Source extract:
One of the best ways to support someone is by listening to them. As President Russell M. Nelson has suggested, “Being heard is akin to being loved.”
Our loved ones will face challenges throughout their lives. And out of love for them, we may feel an urgency to try to fix their problems. But most of the time, we can’t—people have to make their own decisions. A powerful way we can help, however, is by learning to truly listen.
Here are three things that good listeners always do.
1. Listen to Learn
It’s important to approach any conversation with genuine curiosity and humility. Even if we think we know what happened in a certain situation or how someone is feeling, our perspective is often influenced by our own experiences and biases.
Nicholas Epley, a psychologist at the University of Chicago Booth School of Business, has suggested that while we can infer what another person thinks, feels, or wants, this “sixth sense” ability is inherently limited and “might introduce more error than insight.” Instead of trying to imagine someone’s point of view, he argues that we need to “get another person’s perspective instead of trying to take it.”
“Perspective getting” happens best when we ask people questions directly and listen carefully to their responses. “If we want to understand what’s on the mind of another, the best our mortal senses can do may be to rely on our ears more than our inferences,” Dr. Epley writes.
Similarly, President Nelson has counseled that we should “learn to listen, then listen to learn” in our conversations with each other and the Lord. This approach looks like listening more than we speak, focusing on what the other person is trying to communicate rather than planning our response, and respecting someone’s experience—even if we disagree or have trouble putting ourselves in their shoes.
Listening to learn often requires asking inspired questions, giving people time to speak without interruption, and refraining from making assumptions or giving unsolicited advice.
2. Stay in the Moment
As humans, it can be easy to let our thoughts wander during a conversation. We might find ourselves becoming defensive or feeling angry, upset, or helpless—especially when a loved one is confiding hurt feelings or sharing a painful experience.

Exercises to complete:
1. Print the part of the article on listening between "Our loved ones" and "listeners always do.", inclusive.
2. In the article on listening, where is Nicholas Epley a psychologist?

Data extract:
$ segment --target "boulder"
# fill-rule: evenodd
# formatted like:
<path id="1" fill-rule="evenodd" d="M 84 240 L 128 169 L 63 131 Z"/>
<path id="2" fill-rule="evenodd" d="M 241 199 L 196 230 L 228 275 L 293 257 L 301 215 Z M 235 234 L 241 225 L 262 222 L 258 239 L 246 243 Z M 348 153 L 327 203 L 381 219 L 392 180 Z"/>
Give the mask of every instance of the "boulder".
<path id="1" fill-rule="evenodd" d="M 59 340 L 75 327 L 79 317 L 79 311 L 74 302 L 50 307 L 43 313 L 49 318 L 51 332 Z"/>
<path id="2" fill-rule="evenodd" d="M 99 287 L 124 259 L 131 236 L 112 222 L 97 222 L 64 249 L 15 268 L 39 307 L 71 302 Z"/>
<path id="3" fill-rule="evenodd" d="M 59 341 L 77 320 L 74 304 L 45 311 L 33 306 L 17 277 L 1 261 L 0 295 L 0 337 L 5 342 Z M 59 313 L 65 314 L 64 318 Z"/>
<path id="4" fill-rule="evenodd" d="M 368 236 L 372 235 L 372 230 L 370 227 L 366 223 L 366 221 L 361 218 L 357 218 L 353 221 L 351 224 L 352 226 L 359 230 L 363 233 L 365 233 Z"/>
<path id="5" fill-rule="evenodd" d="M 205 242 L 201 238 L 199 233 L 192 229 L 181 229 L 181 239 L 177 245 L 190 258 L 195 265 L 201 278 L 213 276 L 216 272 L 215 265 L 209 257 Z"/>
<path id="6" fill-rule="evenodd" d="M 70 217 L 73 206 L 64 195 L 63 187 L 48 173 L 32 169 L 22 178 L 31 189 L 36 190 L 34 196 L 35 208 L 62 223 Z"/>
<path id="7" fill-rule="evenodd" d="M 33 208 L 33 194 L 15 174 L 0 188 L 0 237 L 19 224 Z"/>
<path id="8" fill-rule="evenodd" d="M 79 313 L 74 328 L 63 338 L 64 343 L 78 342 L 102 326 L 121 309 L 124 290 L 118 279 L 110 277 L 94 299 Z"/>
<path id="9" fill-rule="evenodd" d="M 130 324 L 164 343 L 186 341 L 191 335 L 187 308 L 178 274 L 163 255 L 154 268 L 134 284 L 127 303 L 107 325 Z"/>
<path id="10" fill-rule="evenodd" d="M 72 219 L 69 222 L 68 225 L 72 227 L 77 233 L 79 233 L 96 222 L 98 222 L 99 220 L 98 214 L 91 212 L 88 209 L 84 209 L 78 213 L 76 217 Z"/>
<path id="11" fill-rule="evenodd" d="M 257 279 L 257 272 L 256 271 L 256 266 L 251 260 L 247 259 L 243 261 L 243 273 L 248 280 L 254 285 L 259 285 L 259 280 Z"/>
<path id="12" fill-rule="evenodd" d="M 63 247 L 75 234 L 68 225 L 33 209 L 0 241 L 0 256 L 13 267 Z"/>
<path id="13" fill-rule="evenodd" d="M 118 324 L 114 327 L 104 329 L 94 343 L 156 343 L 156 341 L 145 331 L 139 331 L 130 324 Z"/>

The answers:
1.
Our loved ones will face challenges throughout their lives. And out of love for them, we may feel an urgency to try to fix their problems. But most of the time, we can’t—people have to make their own decisions. A powerful way we can help, however, is by learning to truly listen.
Here are three things that good listeners always do.

2. The University of Chicago Booth School of Business.